• Extrait du texte:
------------

Un drive qui reprend les avantages du supermarché mais où l’on ne trouve que des produits de qualité, locaux pour la plupart, et surtout, sans aucun emballage ? C’est possible ! Le Drive tout nu le prouve, et depuis quatre ans déjà…
Pierre et Salomé, le couple de fondateurs,
tout habillés devant le Drive tout nu.
En défense du naturisme
Les aliments naturistes ont la vie dure. Dans la plupart des commerces, on ne les accepte que s’ils se couvrent de plastique, de carton, se cachent dans des conserves ou des barquettes sous-vide… Certes, il existe des camps naturistes garantis sans emballages, mais alors, les produits s’y retrouvent généralement peu nombreux, entre fruits et légumes frais, au seul bénéfice d’une clientèle de niche…
Pourtant, tous les produits peuvent être achetés en vrac ou dans des contenants réutilisables ; c’est d’ailleurs ce que nous avons fait pendant une majeure partie de notre Histoire. Si la boîte de conserve apparaît au début du XIXe siècle, l’emballage des aliments ne devient la norme que dans les années 1970 avec l’avènement du supermarché.
L’emballage se généralise pour des raisons sanitaires, certes, mais surtout pour des raisons commerciales. Le contenant standard sert au consommateur de repère stable. Avec son code-barres, il est facile à vendre, facile à transporter. Et puis, c’est l’emballage qui permet aux marques d’exister et de communiquer avec leurs clients.
Une planète bientôt sous-vide ?
Sauf qu’aujourd’hui, c’est le système tout entier qui s’emballe. La production de déchets plastiques, par exemple, a triplé depuis l’an 2000. Et 40% de ces déchets sont issus des emballages¹. Et ce qui vaut pour le plastique vaut pour les autres matériaux, car la plupart du temps, nos emballages finissent dans la nature ou les décharges. Ils sont parfois incinérés, très rarement recyclés (une opération d’ailleurs loin d’être neutre au point de vue écologique). D’ailleurs, c’est en voyant de leurs propres yeux la pollution plastique au Népal, à Madagascar ou au Mali que Pierre et Salomé ont eu l’idée de lancer un drive tout nu.

------------

• Données fournies:
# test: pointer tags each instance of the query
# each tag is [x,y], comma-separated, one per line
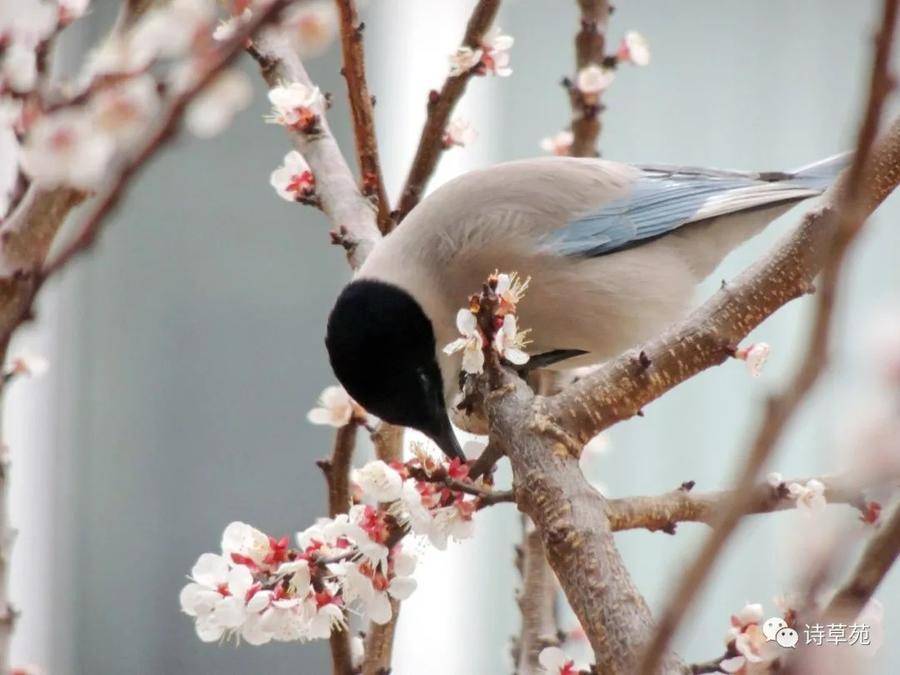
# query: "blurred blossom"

------------

• Consigne:
Recopiez sans rien changer le passage de l'extrait sur le Drive tout nu qui commence à « L’emballage se généralise » et se termine à « bientôt sous-vide ? ».

• Réponse attendue:
L’emballage se généralise pour des raisons sanitaires, certes, mais surtout pour des raisons commerciales. Le contenant standard sert au consommateur de repère stable. Avec son code-barres, il est facile à vendre, facile à transporter. Et puis, c’est l’emballage qui permet aux marques d’exister et de communiquer avec leurs clients.
Une planète bientôt sous-vide ?